## Directions for this task
Each record should be given again exactly, and any picture in it left out.

-------

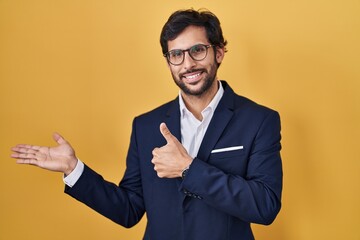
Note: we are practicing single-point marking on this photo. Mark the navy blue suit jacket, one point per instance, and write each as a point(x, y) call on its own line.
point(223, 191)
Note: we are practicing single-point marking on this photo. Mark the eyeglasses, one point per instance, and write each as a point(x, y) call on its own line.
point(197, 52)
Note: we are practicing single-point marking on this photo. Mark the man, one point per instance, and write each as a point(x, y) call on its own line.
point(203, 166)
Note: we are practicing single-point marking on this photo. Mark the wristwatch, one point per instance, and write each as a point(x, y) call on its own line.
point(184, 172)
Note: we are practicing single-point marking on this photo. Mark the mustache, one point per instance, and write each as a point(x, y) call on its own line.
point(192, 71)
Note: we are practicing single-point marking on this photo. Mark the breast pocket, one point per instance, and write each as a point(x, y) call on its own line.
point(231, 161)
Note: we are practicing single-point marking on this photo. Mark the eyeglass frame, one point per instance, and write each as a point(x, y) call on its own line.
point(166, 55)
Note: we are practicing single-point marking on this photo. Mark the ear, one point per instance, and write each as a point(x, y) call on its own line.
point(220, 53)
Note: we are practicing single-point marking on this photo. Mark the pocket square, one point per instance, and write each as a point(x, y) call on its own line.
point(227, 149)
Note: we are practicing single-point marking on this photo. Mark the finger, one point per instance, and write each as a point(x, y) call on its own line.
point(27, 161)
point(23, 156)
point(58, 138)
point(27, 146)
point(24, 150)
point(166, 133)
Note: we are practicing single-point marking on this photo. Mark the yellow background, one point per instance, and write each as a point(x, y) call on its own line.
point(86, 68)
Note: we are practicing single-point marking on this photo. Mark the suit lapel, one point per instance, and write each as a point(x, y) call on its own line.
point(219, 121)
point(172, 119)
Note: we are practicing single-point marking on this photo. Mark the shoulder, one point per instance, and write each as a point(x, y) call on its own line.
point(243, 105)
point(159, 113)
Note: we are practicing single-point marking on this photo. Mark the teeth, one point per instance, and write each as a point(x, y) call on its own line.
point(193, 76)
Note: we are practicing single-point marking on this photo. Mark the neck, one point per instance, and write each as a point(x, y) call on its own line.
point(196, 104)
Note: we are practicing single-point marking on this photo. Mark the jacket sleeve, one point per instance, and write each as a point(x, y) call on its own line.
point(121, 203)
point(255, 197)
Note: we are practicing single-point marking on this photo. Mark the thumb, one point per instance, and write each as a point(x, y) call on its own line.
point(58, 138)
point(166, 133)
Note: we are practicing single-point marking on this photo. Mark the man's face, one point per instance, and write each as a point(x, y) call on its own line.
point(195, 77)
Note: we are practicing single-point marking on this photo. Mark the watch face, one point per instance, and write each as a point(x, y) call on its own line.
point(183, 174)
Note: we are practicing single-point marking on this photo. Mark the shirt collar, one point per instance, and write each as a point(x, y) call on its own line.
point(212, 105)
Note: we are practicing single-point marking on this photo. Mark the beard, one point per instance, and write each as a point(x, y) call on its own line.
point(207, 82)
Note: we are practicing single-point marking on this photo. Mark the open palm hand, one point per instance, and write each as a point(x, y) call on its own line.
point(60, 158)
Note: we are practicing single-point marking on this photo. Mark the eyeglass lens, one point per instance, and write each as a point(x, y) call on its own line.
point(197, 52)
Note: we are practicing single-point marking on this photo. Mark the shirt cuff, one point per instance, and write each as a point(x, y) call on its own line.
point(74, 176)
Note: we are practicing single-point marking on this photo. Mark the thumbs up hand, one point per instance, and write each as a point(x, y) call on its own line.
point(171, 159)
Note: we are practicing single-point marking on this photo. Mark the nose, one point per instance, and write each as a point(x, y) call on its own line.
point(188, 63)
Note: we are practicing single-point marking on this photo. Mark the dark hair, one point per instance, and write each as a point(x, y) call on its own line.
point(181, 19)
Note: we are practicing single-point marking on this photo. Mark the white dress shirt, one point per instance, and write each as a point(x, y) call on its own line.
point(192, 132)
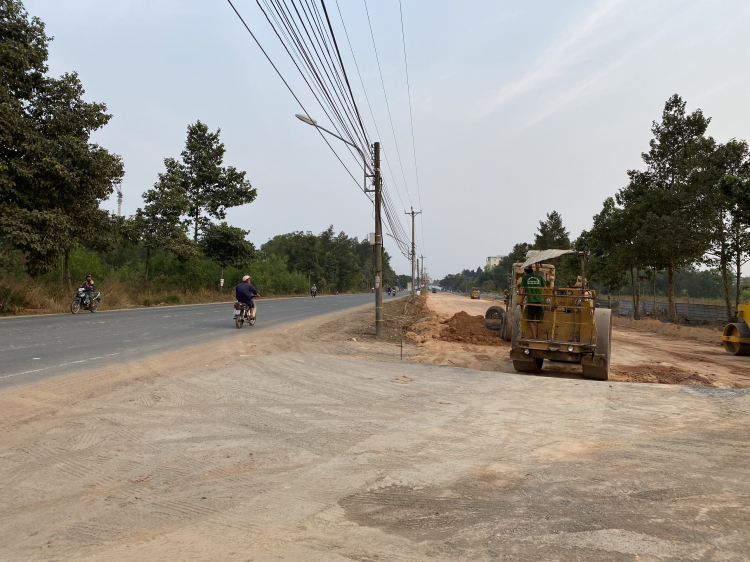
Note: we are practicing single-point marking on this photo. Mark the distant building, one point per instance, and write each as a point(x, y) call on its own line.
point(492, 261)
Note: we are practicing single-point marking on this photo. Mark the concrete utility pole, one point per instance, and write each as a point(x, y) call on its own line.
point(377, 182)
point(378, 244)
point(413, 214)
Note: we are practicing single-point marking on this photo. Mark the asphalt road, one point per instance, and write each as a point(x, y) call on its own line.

-------

## Reply
Note: we are practicing single-point marking on this photo. Mark the navy blue suit jacket, one point per instance, and write each as a point(x, y) call on its own line.
point(223, 191)
Note: we are practicing single-point marking on this photo. Mark the eyeglasses, one point per instance, and write each as a point(x, y) call on its own line.
point(197, 52)
Note: we are practicing single-point marking on this photo. Mark the man, one point per instance, and write each as a point(x, y) call on its own line.
point(203, 166)
Note: we are practicing single-point marking on this photo. Mark the wristwatch, one point per instance, and write each as a point(x, y) call on its own line.
point(184, 172)
Note: we are practicing single-point marking on this photo. Mark the mustache, one point per instance, and write each as a point(x, y) call on its own line.
point(192, 71)
Note: we are practicing single-point marking on this photo. Mark the breast pocket, one point per instance, and write each as a point(x, y) call on its own line.
point(231, 161)
Note: we are practicing single-point marking on this photo. Mark the eyeglass frame, one point per instance, and write each as a point(x, y) call on its own line.
point(166, 55)
Note: we are practicing single-point marking on this photo. Mark the ear, one point per instance, and write each as a point(x, y) call on its own line.
point(220, 53)
Note: we are practicing single-point marking on this photo. Mark the pocket square, one point per instance, and write each as a point(x, y) call on its own line.
point(227, 149)
Note: we are practicing single-point marking on this photo. Mark the finger, one point per instance, and write each as a point(x, y) call on its own line.
point(27, 161)
point(23, 156)
point(58, 138)
point(27, 146)
point(24, 150)
point(166, 133)
Note: we are practicing single-point marking on this photo. Mark the yellow background, one point per instance, and write each as a point(x, y) call on its own line.
point(86, 68)
Note: we are practicing single-point marking on this photo. Mark the suit lapel, one point per instance, and write each as a point(x, y) call on its own line.
point(219, 121)
point(172, 119)
Note: we are practicing single-point marking on this photo. Mark the shoulder, one point per instance, and write each as a point(x, y) call on its own line.
point(243, 105)
point(159, 113)
Note: we are practicing single-point marking on this photo. Mark the teeth, one point per instance, and write each as a point(x, y) call on its own line.
point(193, 76)
Note: we are practicing single-point marking on this photo. Mark the neck, one point per instance, and write each as a point(x, y) call on its own line.
point(196, 104)
Note: we are practicing single-point marking on this photo. Mark the jacket sleeve, one point per instance, and write each as a point(x, y) call on its own line.
point(121, 203)
point(255, 197)
Note: we are practicing single-point marking on this photo. Mark the thumb, one point per instance, and write each as a point(x, y) call on its own line.
point(58, 138)
point(166, 133)
Note: we are practicing single-point marking on this photo. Mark the man's face, one point per instance, and write each as a point(x, y) call on its own line.
point(195, 77)
Note: we are practicing single-point marking on this photo. Mark the watch face, one point per instance, and write each as a point(x, y) call on its own line.
point(183, 174)
Note: we are practicing single-point marking on this photo. Mark the shirt collar, one point per instance, and write each as a point(x, y) call on its own line.
point(212, 105)
Note: we are practicing single-point marking on this photo. Mark the beard, one point per instance, and write each as a point(x, y) call on its own line.
point(207, 82)
Note: we are practicing single-point marking on this photo. Mark the open palm hand, one point per instance, and write each as a point(x, y) call on its own line.
point(60, 158)
Note: we are practicing single-point marking on this photo. Mark the eyeglass lens, one point per instance, and write each as a point(x, y) call on its own line.
point(197, 52)
Note: we are practicing single-point marking on this photo. Mark the shirt cuff, one point per instance, and write each as a point(x, y) call on its own line.
point(74, 176)
Note: we are practicing single-point marking on this photo. Mark the thumbs up hand, one point per instance, and write each as a point(x, y) call on its own line.
point(171, 159)
Note: we are practicing single-point marking on this photo. Mark the nose, one point per instance, and write each as a point(x, y) call on its own line.
point(188, 63)
Note: we are practicing single-point marking on this photo. Mark the dark hair, one point per instance, and write each as a point(x, y) call on its own line.
point(181, 19)
Note: we are practicing single-point marking on this photo. Mark the white dress shirt, one point per instance, and write each as a point(x, y) call on its own line.
point(192, 132)
Note: we are practicing single-point marking on this photo. Mark the distant building, one point per instance, and write each as a point(x, y) call on its own line.
point(492, 261)
Note: we are practicing single-point marking on this photo. Mark the concrete utility pole, one point per instance, and write each as a point(x, y) call on its own line.
point(377, 182)
point(378, 244)
point(413, 214)
Note: we are practicing single-point marking on this photo. Mark the asphalt road, one point per instance, and write each as a point(x, y) call on its own line.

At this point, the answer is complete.